• **Excerpt**:
····················

In order to explore tendering practices, this study applies Qualitative Comparative Analysis (QCA). QCA is a relatively new approach, first propounded by sociologist Charles Ragin in 1987, whose principles have since been applied extensively, primarily in the fields of sociology (Rihoux, 2006) and political science (Ragin, 1987), but also in management, economics and engineering (e.g. Jordan et al., 2011), for the study of complex phenomena. QCA has recently been introduced for the study of various construction practices, such as PPP (Gross, 2011), building information modeling (BIM) (Homayouni et al., 2011) and a school sanitation project in Bangladesh (Chatterley et al., 2014).

Different available approaches make the study of project organization and management a matter of choosing the proper method. One can use either (1) a large amount of quantitative data and well-defined hypothesis testing or (2) qualitative data and more explorative research questions. In contrast to working with quantitative data, where the focus is on numbers and statistical correlations without looking at the individual project participants, a growing amount of research has been focused on understanding project organization and management as contextual practices. This approach was initially driven by the Scandinavian school of research on project management and temporary organizing (Morris, 2013), which focuses on the narratives of individual persons. As the type of the registered data from construction projects is rarely sufficient for statistical analysis, the Qualitative Comparative Analysis (QCA) method appears to be the middle ground solution that uses the positive aspects of both the quantitative and the qualitative perspective.

QCA allows researchers to identify combinations of different factors in practice (conditions) that lead to a dependent outcome. As illustrated in Figure 2, the research process is highly iterative; during the process, the literature is revisited and additional empirical material is gathered in order to resolve emerging contradictions.

Table 2 Advantages and limitations of csQCA (Jordan et al., 2011)

····················

• **Given material**:
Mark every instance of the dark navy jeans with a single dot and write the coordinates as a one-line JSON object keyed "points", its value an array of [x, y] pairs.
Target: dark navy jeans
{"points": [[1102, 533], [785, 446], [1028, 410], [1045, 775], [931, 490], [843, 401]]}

····················

• **Direction**:
Answer these questions from the excerpt on Qualitative Comparative Analysis:
1. Who first propounded QCA, and in what year?
2. Which school of research initially drove the approach of understanding project organization and management as contextual practices?
3. What is done during the research process to resolve emerging contradictions?

• **The reply**:
1. Sociologist Charles Ragin, in 1987.
2. The Scandinavian school of research on project management and temporary organizing.
3. The literature is revisited, and additional empirical material is gathered.